======== Information given ========

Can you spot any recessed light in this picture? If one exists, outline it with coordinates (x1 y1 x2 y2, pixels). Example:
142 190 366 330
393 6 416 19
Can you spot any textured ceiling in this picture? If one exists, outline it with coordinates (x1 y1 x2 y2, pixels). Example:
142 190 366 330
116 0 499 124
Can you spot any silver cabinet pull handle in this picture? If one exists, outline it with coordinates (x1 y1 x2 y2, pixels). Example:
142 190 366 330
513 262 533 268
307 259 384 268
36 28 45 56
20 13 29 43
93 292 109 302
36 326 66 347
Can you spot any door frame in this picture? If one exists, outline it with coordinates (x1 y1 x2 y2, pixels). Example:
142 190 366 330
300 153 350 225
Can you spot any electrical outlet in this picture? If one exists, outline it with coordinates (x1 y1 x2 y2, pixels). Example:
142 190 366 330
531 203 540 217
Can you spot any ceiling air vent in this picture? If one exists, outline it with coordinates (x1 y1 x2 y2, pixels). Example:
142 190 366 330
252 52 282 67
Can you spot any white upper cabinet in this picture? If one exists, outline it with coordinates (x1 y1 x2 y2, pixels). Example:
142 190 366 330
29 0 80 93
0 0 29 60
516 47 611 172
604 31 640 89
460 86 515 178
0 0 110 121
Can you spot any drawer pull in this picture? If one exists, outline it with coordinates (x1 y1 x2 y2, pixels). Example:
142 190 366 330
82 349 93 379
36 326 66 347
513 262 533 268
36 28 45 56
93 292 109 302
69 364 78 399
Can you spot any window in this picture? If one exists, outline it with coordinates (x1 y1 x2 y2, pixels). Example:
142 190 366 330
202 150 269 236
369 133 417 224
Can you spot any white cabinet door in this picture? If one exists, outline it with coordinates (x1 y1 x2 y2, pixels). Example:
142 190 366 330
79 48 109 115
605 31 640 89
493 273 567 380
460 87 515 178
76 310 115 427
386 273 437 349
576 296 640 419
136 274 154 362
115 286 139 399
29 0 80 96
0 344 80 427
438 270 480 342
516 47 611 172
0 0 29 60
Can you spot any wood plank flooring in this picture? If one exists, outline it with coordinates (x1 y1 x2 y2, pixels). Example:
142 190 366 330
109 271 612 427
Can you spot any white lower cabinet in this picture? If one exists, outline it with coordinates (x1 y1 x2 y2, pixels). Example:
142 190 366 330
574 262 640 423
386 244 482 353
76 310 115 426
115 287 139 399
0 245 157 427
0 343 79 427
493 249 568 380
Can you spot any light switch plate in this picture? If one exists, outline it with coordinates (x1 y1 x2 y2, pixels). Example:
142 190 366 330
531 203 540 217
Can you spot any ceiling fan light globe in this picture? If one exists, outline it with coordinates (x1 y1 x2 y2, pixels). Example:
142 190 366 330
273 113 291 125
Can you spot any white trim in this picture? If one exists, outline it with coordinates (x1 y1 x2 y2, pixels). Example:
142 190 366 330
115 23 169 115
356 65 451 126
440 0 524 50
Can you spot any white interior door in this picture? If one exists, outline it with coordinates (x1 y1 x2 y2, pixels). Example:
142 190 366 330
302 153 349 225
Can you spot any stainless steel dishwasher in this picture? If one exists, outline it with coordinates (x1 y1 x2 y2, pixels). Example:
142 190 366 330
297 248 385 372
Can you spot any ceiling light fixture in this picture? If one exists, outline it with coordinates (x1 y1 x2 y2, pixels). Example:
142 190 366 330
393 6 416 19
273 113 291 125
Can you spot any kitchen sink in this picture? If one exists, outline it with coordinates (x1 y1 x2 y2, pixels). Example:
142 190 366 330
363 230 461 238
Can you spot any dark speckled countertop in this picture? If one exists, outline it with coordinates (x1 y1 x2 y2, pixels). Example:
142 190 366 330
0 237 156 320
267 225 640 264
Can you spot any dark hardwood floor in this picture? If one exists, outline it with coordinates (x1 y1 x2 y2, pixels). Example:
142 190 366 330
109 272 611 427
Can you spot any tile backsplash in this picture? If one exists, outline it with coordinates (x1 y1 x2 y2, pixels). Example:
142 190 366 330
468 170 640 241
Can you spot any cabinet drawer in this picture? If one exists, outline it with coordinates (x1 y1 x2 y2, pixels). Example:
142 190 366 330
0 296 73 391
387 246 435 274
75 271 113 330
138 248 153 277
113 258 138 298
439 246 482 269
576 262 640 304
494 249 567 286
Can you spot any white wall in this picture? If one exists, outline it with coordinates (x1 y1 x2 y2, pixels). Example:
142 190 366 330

========

**Aim of the exercise**
Render every line of the listing above as a JSON list of strings, one string per line, and leave out any blank lines.

**Reply**
[
  "Can you spot any recessed light in this picture? If one exists, outline it with coordinates (x1 y1 x2 y2, pixels). Example:",
  "142 190 366 330",
  "393 6 416 19",
  "Can you spot any textured ceiling in this picture? If one exists, outline it with coordinates (x1 y1 x2 y2, pixels). Example:",
  "142 190 366 330",
  "116 0 499 124",
  "Can you spot any silver cabinet pull handle in this picture? If one exists, outline it with coordinates (x1 y1 x2 y2, pixels). Example:",
  "142 190 366 330",
  "513 262 533 268",
  "307 259 384 268",
  "36 28 45 56",
  "20 13 29 43",
  "93 292 109 302",
  "36 326 66 347",
  "Can you spot any door frame in this picture? If one exists, outline it with coordinates (x1 y1 x2 y2, pixels). Example:",
  "142 190 366 330",
  "300 153 350 225",
  "Can you spot any electrical outlet in this picture? If one exists, outline it with coordinates (x1 y1 x2 y2, pixels). Example:",
  "142 190 366 330",
  "531 203 540 217",
  "Can you spot any ceiling air vent in this picture? If one exists, outline it with coordinates (x1 y1 x2 y2, pixels). Example:",
  "142 190 366 330",
  "252 52 282 67",
  "Can you spot any white upper cabinet in this picture? If one exists, outline it with coordinates (x1 y1 x2 y2, pixels). Example:",
  "142 190 366 330",
  "29 0 80 93",
  "0 0 29 60",
  "516 47 611 172",
  "604 31 640 89",
  "460 86 515 178",
  "0 0 110 121",
  "Can you spot any drawer pull in this picture? If one exists, outline it with coordinates (x1 y1 x2 y2, pixels). Example:",
  "142 190 366 330",
  "82 349 93 379",
  "36 326 66 347",
  "513 262 533 268",
  "36 28 45 56",
  "93 292 109 302",
  "69 364 78 399",
  "Can you spot any window in this picture? If one exists, outline it with coordinates (x1 y1 x2 y2, pixels). Example:",
  "142 190 366 330",
  "202 150 269 236",
  "369 133 417 224",
  "Can you spot any white cabinet door in this picture? If one exists, outline it with coordinates (x1 y1 x2 y2, pixels). Example:",
  "142 190 366 330",
  "79 48 109 115",
  "605 31 640 89",
  "493 273 567 380",
  "460 87 515 178",
  "76 310 115 427",
  "386 273 437 349",
  "576 296 640 419",
  "136 274 154 362",
  "115 286 139 399",
  "29 0 80 96",
  "0 344 80 427",
  "438 270 480 342",
  "516 47 611 172",
  "0 0 29 60",
  "Can you spot any wood plank flooring in this picture? If one exists, outline it with coordinates (x1 y1 x2 y2, pixels). Example:",
  "142 190 366 330",
  "109 271 612 427",
  "Can you spot any white lower cabinet in this picture? If one exists, outline it with coordinates (x1 y1 x2 y2, pixels). Example:",
  "142 190 366 330",
  "574 262 640 423",
  "386 244 482 353",
  "76 310 115 426",
  "115 287 139 399",
  "0 245 157 427",
  "0 343 79 427",
  "493 249 568 380",
  "Can you spot any light switch plate in this picture? If one exists, outline it with coordinates (x1 y1 x2 y2, pixels). Example:",
  "142 190 366 330",
  "531 203 540 217",
  "Can you spot any ceiling fan light globe in this picture? If one exists, outline it with coordinates (x1 y1 x2 y2, pixels). Example:",
  "142 190 366 330",
  "273 113 291 125",
  "Can you spot any white trim in this picture? If one exists, outline it with coordinates (x1 y1 x2 y2, pixels). Example:",
  "142 190 366 330",
  "115 23 169 115",
  "356 65 451 126",
  "440 0 524 50",
  "Can you spot any white interior door in this picture? If one exists, outline it with coordinates (x1 y1 x2 y2, pixels). Example:",
  "142 190 366 330",
  "302 153 349 225",
  "Can you spot any stainless steel dishwasher in this picture? If one exists, outline it with coordinates (x1 y1 x2 y2, pixels). Example:",
  "142 190 366 330",
  "297 248 385 372",
  "Can you spot any ceiling light fixture in this picture? If one exists, outline it with coordinates (x1 y1 x2 y2, pixels). Example:",
  "142 190 366 330",
  "393 6 416 19",
  "273 113 291 125",
  "Can you spot any kitchen sink in this picture? If one exists, outline it with coordinates (x1 y1 x2 y2, pixels). Example:",
  "142 190 366 330",
  "363 230 461 238",
  "Can you spot any dark speckled countertop in this picture? If one exists, outline it with coordinates (x1 y1 x2 y2, pixels). Example:",
  "142 190 366 330",
  "0 237 156 320",
  "267 225 640 264",
  "Can you spot any dark hardwood floor in this picture? If one exists, outline it with coordinates (x1 y1 x2 y2, pixels). Example:",
  "142 190 366 330",
  "109 272 611 427",
  "Can you spot any tile backsplash in this picture? If one exists, outline it with coordinates (x1 y1 x2 y2, pixels). Example:",
  "142 190 366 330",
  "468 170 640 241",
  "Can you spot any cabinet drawer in this picture? If one exists, outline it with coordinates (x1 y1 x2 y2, pixels). Example:",
  "142 190 366 330",
  "0 296 73 391",
  "387 246 435 274",
  "75 271 113 330",
  "138 248 153 277",
  "113 258 138 298",
  "439 246 482 269",
  "576 262 640 304",
  "494 249 567 286",
  "Can you spot any white wall in this picture? If one exists, outline it with coordinates (x1 y1 x2 y2, pixels). Example:",
  "142 190 366 330"
]